TESTO FORNITO:
Se il no avesse vinto soprattutto per un reale e diffuso dissenso sulla proposta di riforma, ci sarebbe da fare un certo tipo di ragionamento. Ma se le analisi confermeranno che ha inciso in modo determinante la volontà di “mandare a casa Renzi”, al di là del merito della riforma stessa, occorre cercare di capire per quali ragioni ciò è avvenuto, oltretutto senza, al momento, vere prospettive alternative (come poteva essere ai tempi dello scontro tra Ulivo/Centrosinistra e schieramento berlusconiano).
Si possono considerare i contenuti e gli effetti delle singole leggi promosse dal Governo e approvate dal Parlamento, alcune delle quali criticate da una parte della popolazione. Si può ragionare sulla simpatia o l’antipatia di Renzi, sul suo decisionismo, su quella che è stata definita “arroganza”, sul suo stile comunicativo, sulla sua capacità o meno di rimanere in sintonia con l’elettorato. Tutte cose che meritano attenzione e hanno certamente pesato.

ESTRATTO DATI:

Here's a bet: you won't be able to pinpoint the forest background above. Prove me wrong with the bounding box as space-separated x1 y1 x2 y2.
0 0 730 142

IL TUO OBIETTIVO:
Nel testo fornito, quali aspetti di Renzi vengono indicati come temi su cui si può ragionare? Elencali tutti.

RISULTATO ESERCIZIO:
- la simpatia o l'antipatia di Renzi
- il suo decisionismo
- quella che è stata definita "arroganza"
- il suo stile comunicativo
- la sua capacità o meno di rimanere in sintonia con l'elettorato